* [Source passage]:

If we assume LLMs are as revolutionary as you are suggesting, then how is model collapse an easy problem to solve? Google is a relic of the past, the internet is filled with AI generated content; then where will the training data come from? We can’t replace human generated content with AI generated content without an inevitable model collapse.
Oh and btw, good luck with differentiating between human generated and AI generated. Already, social media sites are being cluttered with AI generated content, Amazon book publishing being cluttered with shit tier LLM generated “books” (cheap immitations), and if academia goes this way, and entertainment as many speculate, there’s hardly anything left.
Oh and btw, good luck with differentiating between human generated and AI generated.
One easy way to do this is to check if it was generated before 2023. Not so much AI-generated content from before then.
Amazon book publishing being cluttered with shit tier LLM generated “books”
So filter the books based on how “shit tier” they are.
In the end, what’s needed to train AIs is good content. If some of that good content is itself AI-generated, who cares? You need to be selective in how you pick training material anyway.
Yes. So add relevant new data along with the older stuff. The problem is not that AI-generated content is magically “poison” somehow. Model collapse happens when you lose rare data from repeated generations of training data generated by AIs.
A simple way to imagine it is training an AI by showing it random coloured marbles out of a bucket and then asking it to fill the next AI’s bucket with new marbles to train on. If there’s just one single blue marble in the first bucket then it’s easily possible that the AI will fail to put a blue marble in the second bucket, after which there will never be a blue marble again if that’s all that subsequent AIs have to train off of. But if each time you train a new AI you reuse half the marbles from the first bucket again, you can have that blue marble show back up again in future AIs.
If LLMs are as revolutionary as the zealots believe, then there will exist less and less blue marbles in the universe with each iteration. So either the bucket gets smaller or the ratio of blue marbles gets smaller.
But if each time you train a new AI you reuse half the marbles from the first bucket again, you can have that blue marble show back up again in future AIs.
The original bucket containing the blue marble isn’t going anywhere. It still exists. The blue marble will always be available to mix into future AIs. All you have to do is make sure you’re using some historical data (or otherwise guaranteed “human-generated”) along with whatever new unvetted stuff you’re using.
All you have to do is make sure you’re using some historical data (or otherwise guaranteed “human-generated”) along with whatever new unvetted stuff you’re using.
Emphasis added. Please read more carefully, this is getting repetitive. You keep assuming that the AI will be trained either entirely with old data or entirely with new data and that’s just not the case.
If we assume LLMs are as revolutionary as you are suggesting, then how is model collapse an easy problem to solve? Google is a relic of the past, the internet is filled with AI generated content; then where will the training data come from? We can’t replace human generated content with AI generated content without an inevitable model collapse.
Oh and btw, good luck with differentiating between human generated and AI generated. Already, social media sites are being cluttered with AI generated content, Amazon book publishing being cluttered with shit tier LLM generated “books” (cheap immitations), and if academia goes this way, and entertainment as many speculate, there’s hardly anything left.

* [Instructions]:
**a)** In the forum thread on model collapse, what simple check is proposed for telling human-generated content apart from AI-generated content?
**b)** State whether each statement agrees with the forum thread on model collapse, answering yes or no and quoting the deciding words: (i) Model collapse results from losing rare data across repeated generations of AI-generated training data. (ii) AI-generated content is described as inherently poisonous to training. (iii) The marble illustration proposes reusing half the marbles from the first bucket for each new AI.
**c)** Carry the forum thread on model collapse forward from its final sentence.
The material after this point is not needed.

* [Given information]:
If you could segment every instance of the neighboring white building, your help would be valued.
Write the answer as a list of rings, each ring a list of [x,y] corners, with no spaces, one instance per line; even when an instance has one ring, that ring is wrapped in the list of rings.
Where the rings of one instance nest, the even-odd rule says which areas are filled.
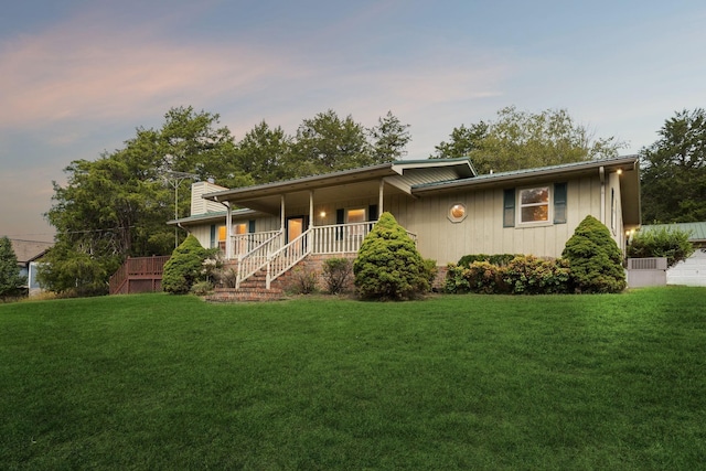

* [List of answers]:
**a)** Checking whether the content was generated before 2023.

**b)**
(i) Yes: "Model collapse happens when you lose rare data from repeated generations of training data generated by AIs."
(ii) No: "The problem is not that AI-generated content is magically “poison” somehow."
(iii) Yes: "But if each time you train a new AI you reuse half the marbles from the first bucket again, you can have that blue marble show back up again in future AIs."

**c)**
One easy way to do this is to check if it was generated before 2023. Not so much AI-generated content from before then.
So filter the books based on how “shit tier” they are.
In the end, what’s needed to train AIs is good content. If some of that good content is itself AI-generated, who cares? You need to be selective in how you pick training material anyway.
LLMs need updated training data to stay relevant.
And how exactly are you going to curate high quality data when it’s in the orders of tb’s or even petabytes?
Yes. So add relevant new data along with the older stuff. The problem is not that AI-generated content is magically “poison” somehow. Model collapse happens when you lose rare data from repeated generations of training data generated by AIs.
A simple way to imagine it is training an AI by showing it random coloured marbles out of a bucket and then asking it to fill the next AI’s bucket with new marbles to train on. If there’s just one single blue marble in the first bucket then it’s easily possible that the AI will fail to put a blue marble in the second bucket, after which there will never be a blue marble again if that’s all that subsequent AIs have to train off of. But if each time you train a new AI you reuse half the marbles from the first bucket again, you can have that blue marble show back up again in future AIs.
If LLMs are as revolutionary as the zealots believe, then there will exist less and less blue marbles in the universe with each iteration. So either the bucket gets smaller or the ratio of blue marbles gets smaller.
I said:
The original bucket containing the blue marble isn’t going anywhere. It still exists. The blue marble will always be available to mix into future AIs. All you have to do is make sure you’re using some historical data (or otherwise guaranteed “human-generated”) along with whatever new unvetted stuff you’re using.
So then your back to locking LLMs to the year 2023. They’re usefulness is severely limited if you can’t train them on new data.
Emphasis added. Please read more carefully, this is getting repetitive. You keep assuming that the AI will be trained either entirely with old data or entirely with new data and that’s just not the case.
And what happens when “whatever new unvetted stuff” is primarily comprised of AI-generated content?